EXERCISE TASK - Exactly as written, retype the listing below, omitting the pictures.

MATERIAL SUPPLIED -

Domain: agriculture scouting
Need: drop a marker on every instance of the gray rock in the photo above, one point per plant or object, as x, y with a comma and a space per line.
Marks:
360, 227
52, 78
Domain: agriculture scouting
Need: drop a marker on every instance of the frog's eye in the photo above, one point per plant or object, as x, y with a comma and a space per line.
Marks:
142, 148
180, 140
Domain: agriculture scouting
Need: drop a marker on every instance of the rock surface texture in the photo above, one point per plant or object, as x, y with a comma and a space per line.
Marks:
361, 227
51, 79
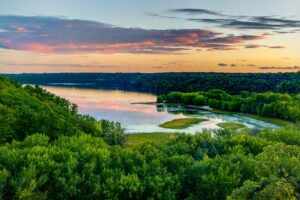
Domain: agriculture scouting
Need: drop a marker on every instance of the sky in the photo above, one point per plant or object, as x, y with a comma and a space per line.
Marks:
40, 36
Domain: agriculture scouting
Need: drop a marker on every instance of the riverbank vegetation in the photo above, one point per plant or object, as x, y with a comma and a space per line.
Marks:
49, 151
161, 83
231, 126
182, 123
273, 105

REPLY TO THE EXERCISE -
Domain: agriculture scouting
Need: drop a marker on every instance of the gray rock in the photo above, one point per plant or object, as x, y with a comma and a space per line.
Marks:
360, 227
52, 78
Domain: agriculture scouting
Need: drop a marker on every instance of the frog's eye in the photo above, one point per plant or object, as x, y with a comma and a space per line.
Marks:
142, 148
180, 140
Domain: agriculture scouting
Need: drop a marker on every instance of the rock surface texture in the photo above, one point per plant or object, as x, y with a comma and a space per line.
Marks:
361, 227
51, 79
Domain: agriculture scouting
Need: drop a marker on every instance of the sky in the photo above, one point per plant or object, as x, y with a comma and a space per line.
Marks:
40, 36
Domain: agriculture scouting
Need: drop a marker on every instance of the riverbank vegetation in the photo above, one point per plant or object, as x, y with a comma and a space per line.
Marks:
49, 151
161, 83
231, 126
182, 123
273, 105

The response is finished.